» **What you should do**:
Copy out each line of the material below word for word, keeping every character as it appears.

» **Supplied material**:
[START]
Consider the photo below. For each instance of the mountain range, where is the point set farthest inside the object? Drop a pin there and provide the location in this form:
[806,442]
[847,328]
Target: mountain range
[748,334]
[END]
» **Task response**:
Consider the photo below. For each instance of the mountain range, where is the point set farthest inside the object? Drop a pin there and provide the location in this form:
[806,442]
[847,328]
Target: mountain range
[748,334]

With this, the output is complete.